» **Set exercise**: Please output the whole listing below word for word, omitting the pictures.

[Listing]
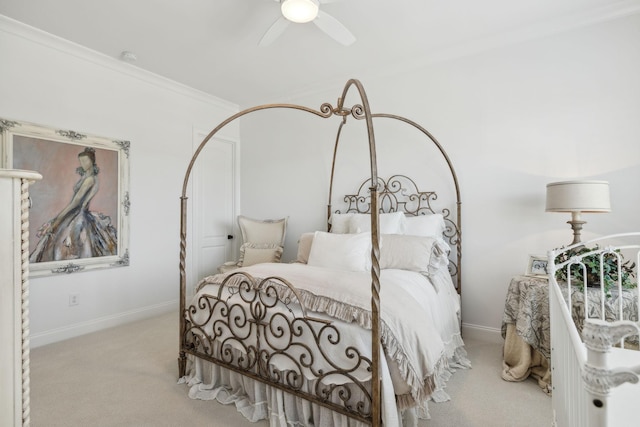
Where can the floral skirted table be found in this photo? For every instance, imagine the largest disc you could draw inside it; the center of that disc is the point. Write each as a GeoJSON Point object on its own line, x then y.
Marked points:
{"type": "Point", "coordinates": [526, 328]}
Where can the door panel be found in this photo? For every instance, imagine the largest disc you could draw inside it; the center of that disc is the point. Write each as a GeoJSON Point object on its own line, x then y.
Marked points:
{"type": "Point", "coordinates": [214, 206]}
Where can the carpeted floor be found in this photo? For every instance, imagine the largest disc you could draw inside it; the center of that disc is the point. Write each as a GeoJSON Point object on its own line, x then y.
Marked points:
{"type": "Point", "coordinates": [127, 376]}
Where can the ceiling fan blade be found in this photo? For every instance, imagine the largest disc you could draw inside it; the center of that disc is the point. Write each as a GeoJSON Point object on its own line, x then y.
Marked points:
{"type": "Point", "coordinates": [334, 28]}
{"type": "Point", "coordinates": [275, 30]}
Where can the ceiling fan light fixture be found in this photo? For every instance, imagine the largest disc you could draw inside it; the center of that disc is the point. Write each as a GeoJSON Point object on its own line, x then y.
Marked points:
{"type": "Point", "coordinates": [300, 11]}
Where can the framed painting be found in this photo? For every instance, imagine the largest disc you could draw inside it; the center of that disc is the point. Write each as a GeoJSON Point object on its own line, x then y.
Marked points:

» **Task answer**:
Where can the floral skirted table be found in this photo? For every instance, imagine the largest disc you could draw inside it; the center of that disc is the point. Write each as a GeoJSON Point object on its own line, x then y.
Marked points:
{"type": "Point", "coordinates": [526, 328]}
Where can the door panel be found in this photo? For every instance, imagine the largest disc you could draw inside it; the center of that disc is the point. Write each as a GeoJSON Point object on its own line, x then y.
Marked points:
{"type": "Point", "coordinates": [214, 206]}
Where can the carpeted floor be found in this photo? For every instance, imagine the largest disc you could draw inside it; the center of that disc is the point. Write each as a GeoJSON Point object on its own line, x then y.
Marked points:
{"type": "Point", "coordinates": [127, 376]}
Where can the ceiling fan blade be found in this photo? For every instance, imagine the largest disc you could draw inside it; the center of that disc is the point. Write each as a GeoJSON Point object on its own line, x then y.
Marked points:
{"type": "Point", "coordinates": [334, 28]}
{"type": "Point", "coordinates": [275, 30]}
Where can the ceiling fan light fixture be found in this photo? For every instance, imagine the largest disc you could draw inside it; the center of that disc is the point. Write each as a GeoJSON Point object on its own line, x then y.
Marked points:
{"type": "Point", "coordinates": [300, 11]}
Where can the framed painting be found in this photo? For every instance, imagine the largest disc you could draw inside it; the center of that disc is the point. Write each as a GeoJSON Point object on its own line, x then y.
Marked points:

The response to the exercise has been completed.